Your assignment
Your answer should be one number: how many lines below hold the word "windshield".

Study material below:

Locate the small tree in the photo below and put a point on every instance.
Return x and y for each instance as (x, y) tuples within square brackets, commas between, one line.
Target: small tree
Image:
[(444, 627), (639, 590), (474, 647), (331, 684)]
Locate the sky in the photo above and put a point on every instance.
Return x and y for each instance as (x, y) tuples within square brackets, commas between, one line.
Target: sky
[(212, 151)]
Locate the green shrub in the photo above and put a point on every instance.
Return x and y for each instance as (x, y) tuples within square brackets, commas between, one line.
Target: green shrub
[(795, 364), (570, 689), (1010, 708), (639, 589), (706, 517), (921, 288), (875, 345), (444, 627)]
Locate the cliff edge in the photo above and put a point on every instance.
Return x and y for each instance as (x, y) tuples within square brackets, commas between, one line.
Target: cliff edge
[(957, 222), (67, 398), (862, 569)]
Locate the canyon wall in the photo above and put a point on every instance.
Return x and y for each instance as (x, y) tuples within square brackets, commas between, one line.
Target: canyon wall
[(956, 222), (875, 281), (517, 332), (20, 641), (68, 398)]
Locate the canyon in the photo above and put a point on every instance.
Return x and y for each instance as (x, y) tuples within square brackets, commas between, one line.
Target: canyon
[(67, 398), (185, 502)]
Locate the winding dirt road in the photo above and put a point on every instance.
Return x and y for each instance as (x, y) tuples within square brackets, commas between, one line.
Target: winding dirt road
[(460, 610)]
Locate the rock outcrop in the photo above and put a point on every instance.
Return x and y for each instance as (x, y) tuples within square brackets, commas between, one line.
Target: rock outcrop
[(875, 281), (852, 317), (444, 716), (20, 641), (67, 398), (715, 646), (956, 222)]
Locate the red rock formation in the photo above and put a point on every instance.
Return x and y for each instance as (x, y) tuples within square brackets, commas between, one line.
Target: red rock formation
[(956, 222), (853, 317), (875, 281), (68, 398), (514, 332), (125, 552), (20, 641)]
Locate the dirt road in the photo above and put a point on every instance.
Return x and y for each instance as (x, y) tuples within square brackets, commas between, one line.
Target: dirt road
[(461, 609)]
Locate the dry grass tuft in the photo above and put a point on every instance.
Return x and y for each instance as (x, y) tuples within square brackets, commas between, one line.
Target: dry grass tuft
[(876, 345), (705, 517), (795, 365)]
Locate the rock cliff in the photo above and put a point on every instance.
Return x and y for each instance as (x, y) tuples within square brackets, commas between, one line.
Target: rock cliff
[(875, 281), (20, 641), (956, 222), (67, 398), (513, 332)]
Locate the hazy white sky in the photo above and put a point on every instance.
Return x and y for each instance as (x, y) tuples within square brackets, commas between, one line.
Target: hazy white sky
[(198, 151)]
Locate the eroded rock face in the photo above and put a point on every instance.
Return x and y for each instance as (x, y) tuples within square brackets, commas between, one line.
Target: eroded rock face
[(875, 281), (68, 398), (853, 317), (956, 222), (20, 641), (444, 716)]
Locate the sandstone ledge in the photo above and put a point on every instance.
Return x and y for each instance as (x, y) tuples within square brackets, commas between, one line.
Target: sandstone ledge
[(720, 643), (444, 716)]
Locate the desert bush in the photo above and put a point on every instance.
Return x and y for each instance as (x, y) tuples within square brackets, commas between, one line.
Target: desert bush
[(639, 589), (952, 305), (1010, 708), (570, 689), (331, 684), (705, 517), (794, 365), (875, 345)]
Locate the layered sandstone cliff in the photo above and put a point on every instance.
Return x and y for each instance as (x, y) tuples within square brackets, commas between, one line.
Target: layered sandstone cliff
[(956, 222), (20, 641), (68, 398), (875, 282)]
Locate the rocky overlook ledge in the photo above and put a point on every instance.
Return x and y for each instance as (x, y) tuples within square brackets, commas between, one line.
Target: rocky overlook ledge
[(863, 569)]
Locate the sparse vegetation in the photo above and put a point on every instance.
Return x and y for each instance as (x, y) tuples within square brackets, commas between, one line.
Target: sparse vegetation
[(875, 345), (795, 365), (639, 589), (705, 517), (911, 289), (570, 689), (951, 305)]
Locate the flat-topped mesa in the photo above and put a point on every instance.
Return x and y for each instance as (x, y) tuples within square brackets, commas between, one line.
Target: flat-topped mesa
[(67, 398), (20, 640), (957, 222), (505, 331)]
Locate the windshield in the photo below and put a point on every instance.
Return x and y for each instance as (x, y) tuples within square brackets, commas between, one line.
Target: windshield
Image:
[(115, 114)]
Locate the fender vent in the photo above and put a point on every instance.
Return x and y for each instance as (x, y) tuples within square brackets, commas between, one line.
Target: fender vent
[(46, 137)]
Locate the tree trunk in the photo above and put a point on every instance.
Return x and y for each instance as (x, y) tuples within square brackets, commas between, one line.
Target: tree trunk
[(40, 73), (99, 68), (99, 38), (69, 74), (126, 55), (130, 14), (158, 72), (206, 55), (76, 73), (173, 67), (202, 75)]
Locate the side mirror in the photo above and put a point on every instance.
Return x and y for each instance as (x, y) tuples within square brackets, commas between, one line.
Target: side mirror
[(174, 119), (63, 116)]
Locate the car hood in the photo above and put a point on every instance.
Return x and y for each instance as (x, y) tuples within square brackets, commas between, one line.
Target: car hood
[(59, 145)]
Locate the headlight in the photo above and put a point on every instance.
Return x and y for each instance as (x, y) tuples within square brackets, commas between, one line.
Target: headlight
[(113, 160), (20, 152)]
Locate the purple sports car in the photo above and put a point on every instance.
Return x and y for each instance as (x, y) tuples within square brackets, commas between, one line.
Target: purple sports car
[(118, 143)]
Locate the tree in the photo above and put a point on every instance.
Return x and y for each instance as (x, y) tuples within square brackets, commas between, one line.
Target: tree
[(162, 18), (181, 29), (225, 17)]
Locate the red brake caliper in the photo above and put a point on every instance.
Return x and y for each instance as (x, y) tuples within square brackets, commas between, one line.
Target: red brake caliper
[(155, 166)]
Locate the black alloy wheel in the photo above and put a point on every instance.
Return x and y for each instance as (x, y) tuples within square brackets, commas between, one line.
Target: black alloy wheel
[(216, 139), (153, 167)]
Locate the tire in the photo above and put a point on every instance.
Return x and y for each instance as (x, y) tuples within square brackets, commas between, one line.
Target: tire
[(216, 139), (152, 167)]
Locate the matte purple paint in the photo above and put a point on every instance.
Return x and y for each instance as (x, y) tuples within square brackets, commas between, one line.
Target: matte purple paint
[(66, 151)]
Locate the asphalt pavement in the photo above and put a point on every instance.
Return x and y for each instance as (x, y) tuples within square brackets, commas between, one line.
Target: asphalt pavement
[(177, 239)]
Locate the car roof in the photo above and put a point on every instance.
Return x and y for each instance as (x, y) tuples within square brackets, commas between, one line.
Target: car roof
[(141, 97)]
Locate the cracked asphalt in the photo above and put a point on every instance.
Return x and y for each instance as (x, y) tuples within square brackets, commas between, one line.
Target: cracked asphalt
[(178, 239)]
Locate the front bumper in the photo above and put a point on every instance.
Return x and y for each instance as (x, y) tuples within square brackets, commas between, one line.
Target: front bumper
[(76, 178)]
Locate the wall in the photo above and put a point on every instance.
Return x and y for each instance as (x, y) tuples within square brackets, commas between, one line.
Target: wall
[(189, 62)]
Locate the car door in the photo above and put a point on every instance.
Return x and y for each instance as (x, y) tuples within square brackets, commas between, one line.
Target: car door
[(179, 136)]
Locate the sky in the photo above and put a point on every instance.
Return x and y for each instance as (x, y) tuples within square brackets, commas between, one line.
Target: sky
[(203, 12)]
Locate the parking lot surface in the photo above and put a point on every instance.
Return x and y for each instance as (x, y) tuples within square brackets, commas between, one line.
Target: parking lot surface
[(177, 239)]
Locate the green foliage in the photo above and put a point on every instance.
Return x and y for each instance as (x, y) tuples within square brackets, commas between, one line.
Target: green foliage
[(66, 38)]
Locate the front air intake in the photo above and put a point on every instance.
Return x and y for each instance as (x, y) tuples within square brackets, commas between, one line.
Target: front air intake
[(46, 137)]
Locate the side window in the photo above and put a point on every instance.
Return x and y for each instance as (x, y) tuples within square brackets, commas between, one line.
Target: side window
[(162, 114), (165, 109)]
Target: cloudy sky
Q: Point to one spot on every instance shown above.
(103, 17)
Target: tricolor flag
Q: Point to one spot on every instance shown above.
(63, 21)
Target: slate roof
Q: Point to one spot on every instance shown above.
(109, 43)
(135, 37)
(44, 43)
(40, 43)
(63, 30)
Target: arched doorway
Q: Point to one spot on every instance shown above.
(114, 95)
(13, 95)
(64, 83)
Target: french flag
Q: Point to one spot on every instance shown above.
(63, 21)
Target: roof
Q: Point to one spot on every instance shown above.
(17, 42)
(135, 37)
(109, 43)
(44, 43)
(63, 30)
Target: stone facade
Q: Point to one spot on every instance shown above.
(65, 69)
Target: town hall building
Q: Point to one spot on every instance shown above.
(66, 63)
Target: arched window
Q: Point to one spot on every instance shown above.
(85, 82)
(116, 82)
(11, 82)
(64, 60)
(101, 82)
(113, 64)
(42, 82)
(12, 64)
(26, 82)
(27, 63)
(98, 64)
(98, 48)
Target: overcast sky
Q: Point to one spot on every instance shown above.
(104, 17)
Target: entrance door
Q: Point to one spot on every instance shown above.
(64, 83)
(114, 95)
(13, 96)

End of Study material.

Response to this task
2